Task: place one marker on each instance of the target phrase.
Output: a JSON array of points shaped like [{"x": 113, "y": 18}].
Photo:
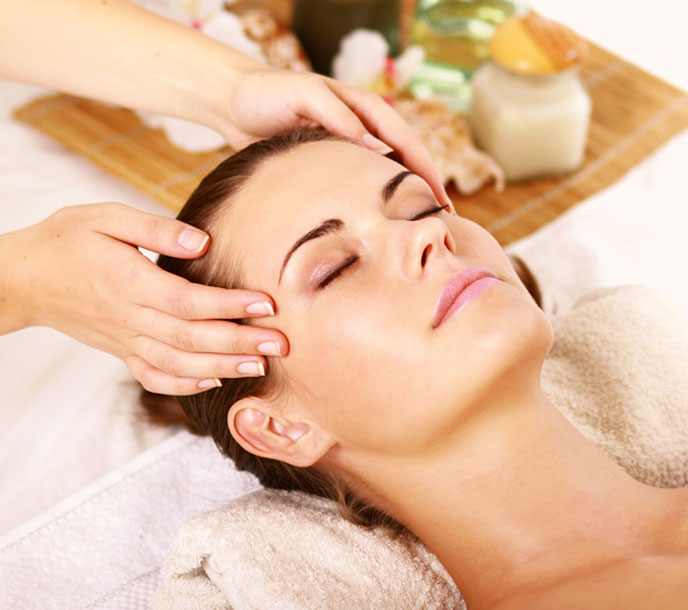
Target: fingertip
[
  {"x": 378, "y": 146},
  {"x": 260, "y": 308},
  {"x": 193, "y": 241}
]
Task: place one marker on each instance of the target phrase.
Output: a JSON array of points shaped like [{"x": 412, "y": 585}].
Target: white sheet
[{"x": 66, "y": 410}]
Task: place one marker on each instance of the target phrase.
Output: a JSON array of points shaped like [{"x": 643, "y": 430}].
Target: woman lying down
[{"x": 412, "y": 393}]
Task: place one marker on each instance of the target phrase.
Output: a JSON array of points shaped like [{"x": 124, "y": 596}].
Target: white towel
[{"x": 617, "y": 370}]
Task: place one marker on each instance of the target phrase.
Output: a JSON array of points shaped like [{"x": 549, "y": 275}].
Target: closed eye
[
  {"x": 354, "y": 258},
  {"x": 430, "y": 212}
]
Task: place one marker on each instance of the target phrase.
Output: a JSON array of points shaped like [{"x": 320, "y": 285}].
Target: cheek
[{"x": 362, "y": 369}]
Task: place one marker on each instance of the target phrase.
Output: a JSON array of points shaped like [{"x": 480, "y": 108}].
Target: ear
[{"x": 262, "y": 429}]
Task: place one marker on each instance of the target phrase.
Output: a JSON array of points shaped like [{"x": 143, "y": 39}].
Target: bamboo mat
[{"x": 633, "y": 114}]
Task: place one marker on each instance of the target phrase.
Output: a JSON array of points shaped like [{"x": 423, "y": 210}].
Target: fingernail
[
  {"x": 251, "y": 368},
  {"x": 193, "y": 239},
  {"x": 262, "y": 308},
  {"x": 206, "y": 384},
  {"x": 269, "y": 348},
  {"x": 377, "y": 145},
  {"x": 447, "y": 198}
]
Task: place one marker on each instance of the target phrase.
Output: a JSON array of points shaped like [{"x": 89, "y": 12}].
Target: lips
[{"x": 460, "y": 290}]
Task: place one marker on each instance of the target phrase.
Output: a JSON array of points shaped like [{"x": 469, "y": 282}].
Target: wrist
[
  {"x": 15, "y": 306},
  {"x": 218, "y": 85}
]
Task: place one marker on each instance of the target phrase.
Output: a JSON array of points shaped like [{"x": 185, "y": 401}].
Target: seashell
[{"x": 533, "y": 44}]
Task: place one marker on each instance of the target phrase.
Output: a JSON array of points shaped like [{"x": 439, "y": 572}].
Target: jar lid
[{"x": 532, "y": 44}]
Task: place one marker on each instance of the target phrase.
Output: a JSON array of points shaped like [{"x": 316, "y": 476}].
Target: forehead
[{"x": 293, "y": 192}]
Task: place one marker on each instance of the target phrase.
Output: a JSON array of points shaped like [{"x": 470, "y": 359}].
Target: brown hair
[{"x": 206, "y": 413}]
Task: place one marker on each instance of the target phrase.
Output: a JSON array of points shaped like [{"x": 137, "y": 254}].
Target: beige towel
[{"x": 617, "y": 370}]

### [What to produce]
Make an exact copy of the data above, pictures excluded.

### [The answer]
Task: place one marker on each instance of the target phrase.
Output: a JSON array of points shaped like [{"x": 113, "y": 18}].
Photo:
Target: fingertip
[
  {"x": 378, "y": 146},
  {"x": 260, "y": 308},
  {"x": 193, "y": 241}
]
Task: place one marker on each instance of the target phrase.
Output: a JSON array of points shaped like [{"x": 412, "y": 585}].
Target: white sheet
[{"x": 66, "y": 410}]
Task: place one marker on each instance of the target phrase.
Output: a JSON array of points shaped like [{"x": 643, "y": 430}].
Target: woman lying down
[{"x": 412, "y": 393}]
Task: place one marker on each instance of the target phrase.
Output: a JSON array of points shaped like [{"x": 124, "y": 596}].
Target: white towel
[{"x": 617, "y": 370}]
Task: place one marker on each instance of the target phrase.
Output: a JSON array of points shaped like [{"x": 549, "y": 275}].
Target: closed eye
[
  {"x": 354, "y": 258},
  {"x": 430, "y": 212}
]
Task: place one marker on each instance of the target phrase.
Output: a JSON array of points shaped like [{"x": 320, "y": 285}].
Target: cheek
[{"x": 362, "y": 369}]
Task: place one marker on each instance of the target phrase.
Output: a JSON array of points shaped like [{"x": 480, "y": 108}].
Target: ear
[{"x": 262, "y": 429}]
Task: place one marker on each instance of the target phrase.
Output: a JSON array of points shaped like [{"x": 143, "y": 39}].
Target: bamboo mat
[{"x": 633, "y": 114}]
Task: place one marker on each instance of the target phrase.
Output: a JSON array of points shaped like [{"x": 423, "y": 210}].
Target: fingernail
[
  {"x": 251, "y": 368},
  {"x": 193, "y": 239},
  {"x": 262, "y": 308},
  {"x": 206, "y": 384},
  {"x": 269, "y": 348},
  {"x": 377, "y": 145},
  {"x": 447, "y": 198}
]
Task: place one marker on each instance of the target phrase.
Output: a JSON array of points shaped like [{"x": 89, "y": 12}].
Target: lips
[{"x": 460, "y": 290}]
Task: place one marker on each instance of the target phrase.
Output: a JSON array of points shaped like [{"x": 469, "y": 282}].
Target: wrist
[
  {"x": 15, "y": 306},
  {"x": 218, "y": 85}
]
Task: place one marker on each instance of the target phrase.
Output: a JSON array of points shaped like [{"x": 185, "y": 401}].
Target: seashell
[{"x": 533, "y": 44}]
Task: place one marker on each instance of the target phrase.
Output: a JSON array of points shaped like [{"x": 439, "y": 572}].
Target: jar lid
[{"x": 532, "y": 44}]
Task: place one marker on each instance of the target phrase.
Output: a JSON array of points shaped like [{"x": 316, "y": 476}].
Target: forehead
[{"x": 293, "y": 192}]
Task: place one marker on each instance of the target phrase.
Output: a JSON array of points shaped like [{"x": 470, "y": 359}].
Target: brown hair
[{"x": 206, "y": 413}]
Task: place one marker on each instance of the target phrase.
Output: a JSON array of points shaped like [{"x": 137, "y": 254}].
Target: beige towel
[{"x": 617, "y": 370}]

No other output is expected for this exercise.